## What the exercise asks
So that nothing is lost, transcribe each line of the records exactly.

## Given records
===

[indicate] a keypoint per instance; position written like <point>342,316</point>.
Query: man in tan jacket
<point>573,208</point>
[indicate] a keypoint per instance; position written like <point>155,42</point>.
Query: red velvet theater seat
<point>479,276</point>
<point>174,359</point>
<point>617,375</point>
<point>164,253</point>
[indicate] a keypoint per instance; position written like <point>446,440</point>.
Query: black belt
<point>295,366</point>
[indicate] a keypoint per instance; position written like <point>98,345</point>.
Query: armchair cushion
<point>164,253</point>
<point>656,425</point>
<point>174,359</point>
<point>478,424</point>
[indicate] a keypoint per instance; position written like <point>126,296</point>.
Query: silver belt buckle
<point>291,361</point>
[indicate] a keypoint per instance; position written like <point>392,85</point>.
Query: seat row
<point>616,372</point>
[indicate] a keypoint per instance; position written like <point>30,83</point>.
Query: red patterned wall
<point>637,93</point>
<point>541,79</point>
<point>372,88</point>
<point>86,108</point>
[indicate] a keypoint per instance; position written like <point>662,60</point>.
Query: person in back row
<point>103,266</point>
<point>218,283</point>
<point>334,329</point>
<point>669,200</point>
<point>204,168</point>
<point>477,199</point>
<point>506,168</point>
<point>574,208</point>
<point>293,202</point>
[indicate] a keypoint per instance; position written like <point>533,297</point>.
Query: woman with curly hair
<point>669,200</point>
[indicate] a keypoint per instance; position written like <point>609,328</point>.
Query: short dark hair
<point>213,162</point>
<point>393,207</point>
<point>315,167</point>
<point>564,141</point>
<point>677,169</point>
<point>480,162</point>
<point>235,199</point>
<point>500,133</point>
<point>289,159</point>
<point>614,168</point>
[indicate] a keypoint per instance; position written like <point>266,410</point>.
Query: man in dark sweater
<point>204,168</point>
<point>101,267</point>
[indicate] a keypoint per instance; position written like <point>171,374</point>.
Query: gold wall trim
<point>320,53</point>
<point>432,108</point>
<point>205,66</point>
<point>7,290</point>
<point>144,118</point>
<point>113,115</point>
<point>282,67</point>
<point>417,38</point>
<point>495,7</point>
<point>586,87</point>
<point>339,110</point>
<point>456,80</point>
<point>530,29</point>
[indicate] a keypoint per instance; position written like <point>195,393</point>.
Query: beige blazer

===

## Task output
[indicate] a keypoint per instance; position written like <point>342,316</point>.
Query: man in tan jacket
<point>573,208</point>
[indicate] a keypoint per instance; position written like <point>155,42</point>.
Query: red velvet theater seat
<point>479,276</point>
<point>174,359</point>
<point>617,375</point>
<point>164,253</point>
[indicate] a keypoint per instance; position written like <point>446,440</point>.
Query: black belt
<point>295,366</point>
[indicate] a keypoint per instance; position written like <point>98,345</point>.
Query: armchair cushion
<point>164,253</point>
<point>656,425</point>
<point>174,359</point>
<point>478,424</point>
[indicate] a keypoint per instance; position written like <point>126,296</point>.
Query: silver belt buckle
<point>291,361</point>
[indicate] a keypoint per instance; position written like <point>392,85</point>.
Query: seat row
<point>616,372</point>
[indicate] a keypoint per instance; position written like <point>30,83</point>.
Query: red patterned wall
<point>637,93</point>
<point>541,79</point>
<point>372,88</point>
<point>86,108</point>
[indicate] a keypoint per instance; position written like <point>662,60</point>.
Query: person in back row
<point>103,266</point>
<point>218,283</point>
<point>334,329</point>
<point>669,200</point>
<point>204,168</point>
<point>477,199</point>
<point>506,168</point>
<point>574,208</point>
<point>293,202</point>
[indicate] a keypoint per instance; position written like <point>533,297</point>.
Query: woman with curly hair
<point>669,200</point>
[indicate] a keypoint per instance; position written like <point>609,328</point>.
Query: short dark hair
<point>213,162</point>
<point>393,207</point>
<point>315,167</point>
<point>564,141</point>
<point>677,169</point>
<point>480,162</point>
<point>235,199</point>
<point>500,133</point>
<point>289,159</point>
<point>614,168</point>
[indicate] a keypoint per instance; position written like <point>266,410</point>.
Query: man in dark sweater
<point>204,168</point>
<point>101,267</point>
[indicate] a keypoint per instance; position written like <point>171,374</point>.
Query: gold wall trim
<point>320,53</point>
<point>432,108</point>
<point>205,66</point>
<point>7,290</point>
<point>144,118</point>
<point>113,115</point>
<point>282,67</point>
<point>417,38</point>
<point>495,7</point>
<point>586,87</point>
<point>339,110</point>
<point>456,80</point>
<point>530,29</point>
[indicate] a keypoint per instance; position written like <point>195,393</point>.
Query: beige blazer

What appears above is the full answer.